» TASK GOAL
Reproduce the records below word for word, leaving out the pictures.

^^^^

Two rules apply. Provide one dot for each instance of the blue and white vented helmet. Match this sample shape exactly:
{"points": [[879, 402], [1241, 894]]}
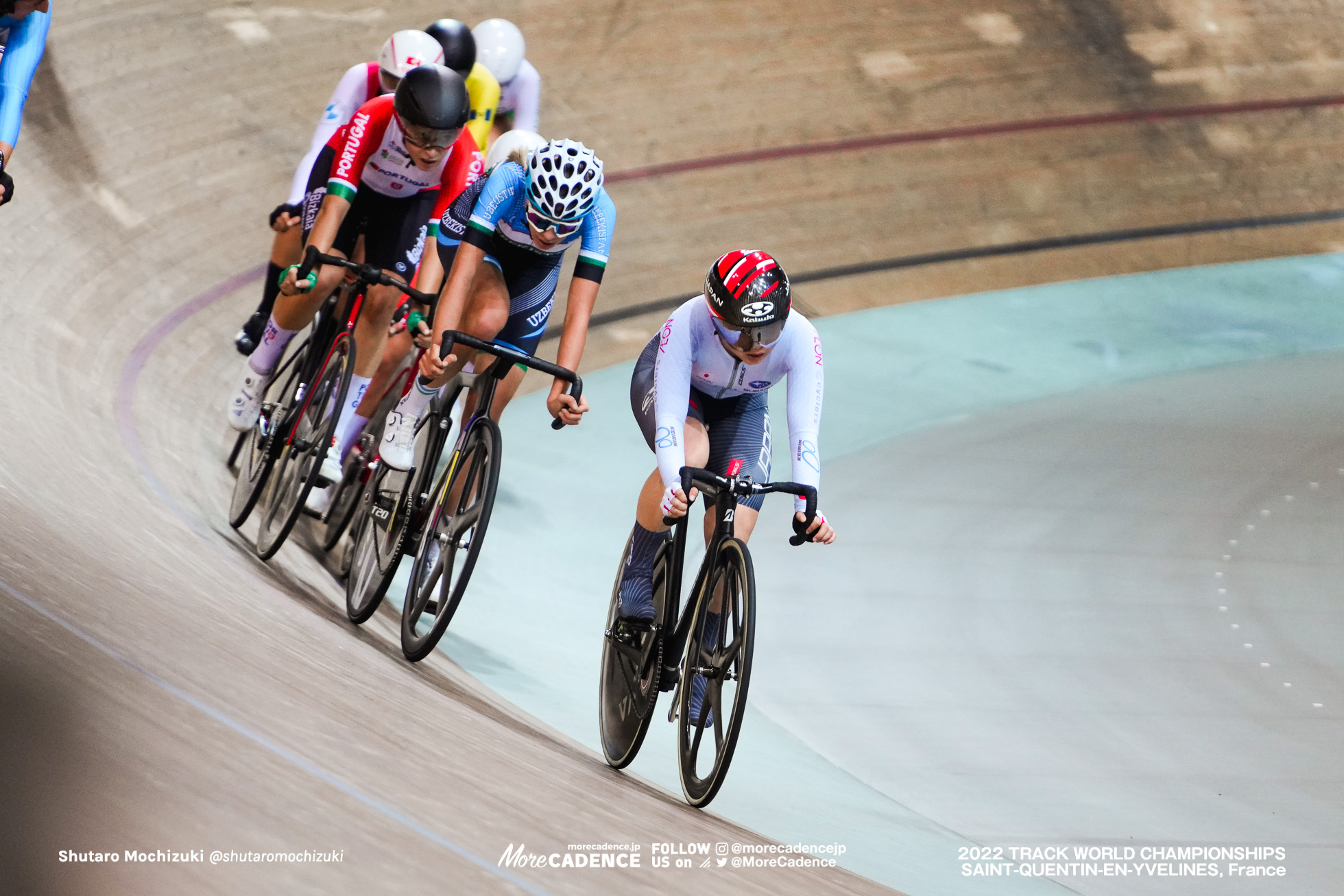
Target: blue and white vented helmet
{"points": [[564, 179]]}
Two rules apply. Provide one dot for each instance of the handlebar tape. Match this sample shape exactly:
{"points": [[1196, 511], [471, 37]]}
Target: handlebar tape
{"points": [[309, 263]]}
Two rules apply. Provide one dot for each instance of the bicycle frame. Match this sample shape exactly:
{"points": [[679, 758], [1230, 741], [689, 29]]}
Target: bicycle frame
{"points": [[725, 491]]}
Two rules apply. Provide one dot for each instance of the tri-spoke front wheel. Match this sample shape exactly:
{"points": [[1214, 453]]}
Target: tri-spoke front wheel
{"points": [[254, 449], [451, 540], [715, 673], [300, 460]]}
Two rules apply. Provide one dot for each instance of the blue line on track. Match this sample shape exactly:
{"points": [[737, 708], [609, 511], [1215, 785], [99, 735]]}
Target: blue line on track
{"points": [[272, 746]]}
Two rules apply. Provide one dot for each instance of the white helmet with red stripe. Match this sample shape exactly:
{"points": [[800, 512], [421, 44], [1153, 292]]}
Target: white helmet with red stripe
{"points": [[747, 289], [409, 49]]}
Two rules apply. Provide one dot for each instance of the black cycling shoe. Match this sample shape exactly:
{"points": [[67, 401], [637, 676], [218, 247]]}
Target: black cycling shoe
{"points": [[250, 333]]}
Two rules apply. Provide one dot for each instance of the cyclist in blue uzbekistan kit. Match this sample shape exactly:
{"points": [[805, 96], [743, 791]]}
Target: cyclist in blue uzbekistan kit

^^^^

» ANSWER TO THIS PROBLEM
Two rules apply. Provide one dot for each instance of the blue and white vented helmet. Match this sample shape exactly:
{"points": [[879, 402], [1241, 894]]}
Target: blue and white vented helmet
{"points": [[564, 179]]}
Two rules apply. Provide one dot for each instance of the handlebar tape. Match this sample shape exactly:
{"points": [[1196, 511], [471, 37]]}
Target: handlebar tape
{"points": [[309, 263]]}
Two rules apply. Provide one dot for each instance of the bicycle frame. Match this sample shape exactly:
{"points": [[679, 758], [1230, 741], [689, 29]]}
Target: bicycle frame
{"points": [[725, 491]]}
Two rules apply. Provide one dot for each instance of the tri-spoke front wheel. Match this sample shape exactly:
{"points": [[1214, 453]]}
Target: tri-spoke front wheel
{"points": [[254, 449], [451, 540], [715, 673], [300, 460]]}
Two rules apply. Provide one dot for each instance of the blue line on track. Match this sample shape exactly:
{"points": [[737, 708], [609, 511], [1215, 785], [99, 735]]}
Target: blue line on track
{"points": [[272, 746]]}
Two rules apply. Provide one dot for each instance of the white helmet with red stripe. Match this sample shape exactly:
{"points": [[800, 512], [421, 44], [1153, 292]]}
Target: white helmet with red stripe
{"points": [[747, 289], [409, 49]]}
Two rules apply. Provide one dot for each instance of the black cycling shoe. Match this sample shape exactly:
{"points": [[67, 401], [637, 676], [218, 247]]}
Target: black cycling shoe
{"points": [[250, 333]]}
Two rules apply. Provide one dot for each instance of the cyclist in blue uzbekistan kit. Match this sample shape exactly:
{"points": [[805, 96], [743, 791]]}
Target: cyclist in blue uzbekistan kit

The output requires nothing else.